((

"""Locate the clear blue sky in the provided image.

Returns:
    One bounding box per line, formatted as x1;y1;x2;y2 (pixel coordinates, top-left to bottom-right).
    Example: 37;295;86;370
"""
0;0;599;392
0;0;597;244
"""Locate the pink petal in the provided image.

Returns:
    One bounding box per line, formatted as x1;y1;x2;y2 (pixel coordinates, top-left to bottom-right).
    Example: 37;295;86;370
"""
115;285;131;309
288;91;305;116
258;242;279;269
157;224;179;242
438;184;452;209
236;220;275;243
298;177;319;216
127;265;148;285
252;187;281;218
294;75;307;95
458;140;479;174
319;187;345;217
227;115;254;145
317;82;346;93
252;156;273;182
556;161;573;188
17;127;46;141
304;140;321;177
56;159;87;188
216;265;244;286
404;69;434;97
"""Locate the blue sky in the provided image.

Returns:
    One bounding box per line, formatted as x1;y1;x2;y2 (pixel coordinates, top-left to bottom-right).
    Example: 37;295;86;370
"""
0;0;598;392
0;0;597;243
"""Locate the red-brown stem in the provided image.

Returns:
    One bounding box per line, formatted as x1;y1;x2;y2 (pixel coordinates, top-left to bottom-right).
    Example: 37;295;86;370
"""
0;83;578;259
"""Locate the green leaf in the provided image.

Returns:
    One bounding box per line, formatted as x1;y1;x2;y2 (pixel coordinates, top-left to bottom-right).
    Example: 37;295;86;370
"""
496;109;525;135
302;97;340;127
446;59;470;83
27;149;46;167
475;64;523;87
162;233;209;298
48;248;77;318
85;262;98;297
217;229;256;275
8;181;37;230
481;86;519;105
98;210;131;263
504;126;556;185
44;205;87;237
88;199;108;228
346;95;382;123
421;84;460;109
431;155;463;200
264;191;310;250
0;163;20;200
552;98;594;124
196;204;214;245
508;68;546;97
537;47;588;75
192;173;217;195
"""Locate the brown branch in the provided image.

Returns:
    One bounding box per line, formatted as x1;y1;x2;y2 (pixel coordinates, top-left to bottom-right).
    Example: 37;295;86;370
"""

))

Instructions for the task.
Please give every line from the start of the rows up to and including the line containing "0;83;578;259" as a Markdown table with the columns No and Line. Number each line in No, put its text in Line, and skip blank lines.

The solution.
| No | Line |
|---|---|
| 1 | """Locate the clear blue sky in the provided image. |
| 2 | Returns: |
| 3 |     One bounding box per line, formatted as x1;y1;x2;y2 (pixel coordinates, top-left to bottom-right). |
| 4 |     Example: 37;295;86;370 |
| 5 | """ |
| 6 | 0;0;599;392 |
| 7 | 0;0;597;244 |
| 8 | """Locate the pink petal in the provided image. |
| 9 | Returns: |
| 10 |     One bounding box per line, formatted as x1;y1;x2;y2 (pixel coordinates, top-left to bottom-right). |
| 11 |     Example: 37;295;86;370 |
| 12 | """ |
| 13 | 115;285;131;309 |
| 14 | 288;91;305;116 |
| 15 | 258;242;279;269 |
| 16 | 157;224;179;242 |
| 17 | 438;184;452;209 |
| 18 | 236;220;275;243 |
| 19 | 298;177;319;216 |
| 20 | 127;265;148;285 |
| 21 | 252;187;281;218 |
| 22 | 294;75;307;95 |
| 23 | 458;140;479;174 |
| 24 | 319;187;345;217 |
| 25 | 227;115;254;145 |
| 26 | 317;82;346;93 |
| 27 | 252;156;273;182 |
| 28 | 556;161;573;188 |
| 29 | 17;127;46;141 |
| 30 | 304;140;321;177 |
| 31 | 56;159;87;188 |
| 32 | 216;265;244;286 |
| 33 | 404;69;434;97 |
| 34 | """Locate the blue sky in the provided image. |
| 35 | Returns: |
| 36 |     One bounding box per line, formatted as x1;y1;x2;y2 (pixel coordinates, top-left to bottom-right). |
| 37 |     Example: 37;295;86;370 |
| 38 | """ |
| 39 | 0;0;598;392 |
| 40 | 0;0;597;243 |
| 41 | """Locate the red-brown stem in the provided image. |
| 42 | Returns: |
| 43 |     One bounding box per line, formatted as x1;y1;x2;y2 (pixel coordinates, top-left to bottom-right). |
| 44 |     Example: 37;295;86;370 |
| 45 | """ |
| 46 | 0;83;578;259 |